**Given task:**
In the material below, swap every occurrence of "endpoint" for "service", and reproduce all lines with nothing else altered.
# Start of Record extracts
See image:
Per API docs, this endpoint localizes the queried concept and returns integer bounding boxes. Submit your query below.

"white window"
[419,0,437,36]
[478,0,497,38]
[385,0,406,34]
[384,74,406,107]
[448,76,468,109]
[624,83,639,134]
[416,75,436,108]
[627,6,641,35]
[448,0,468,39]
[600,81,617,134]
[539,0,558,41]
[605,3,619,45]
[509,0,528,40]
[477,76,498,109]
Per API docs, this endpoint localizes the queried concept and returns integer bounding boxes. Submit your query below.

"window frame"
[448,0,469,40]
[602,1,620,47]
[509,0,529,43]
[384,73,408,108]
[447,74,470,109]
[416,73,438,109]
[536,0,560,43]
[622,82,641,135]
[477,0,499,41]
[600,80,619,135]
# End of Record extracts
**Answer to this problem:**
See image:
Per API docs, this service localizes the queried concept and returns integer bounding boxes. Submit your query below.

"white window"
[419,0,437,36]
[478,0,497,38]
[385,0,406,34]
[384,74,406,107]
[448,76,468,109]
[624,83,639,134]
[416,75,436,108]
[627,6,641,35]
[448,0,468,39]
[600,81,617,134]
[539,0,558,41]
[605,3,619,45]
[509,0,528,40]
[477,76,498,109]
Per API docs, this service localizes the queried concept and returns integer bounding boxes. Submit your query below.

"window frame"
[448,0,469,40]
[602,1,620,47]
[509,0,529,43]
[384,73,408,108]
[447,74,470,109]
[416,73,438,109]
[536,0,560,43]
[622,82,641,135]
[477,0,499,41]
[600,80,619,135]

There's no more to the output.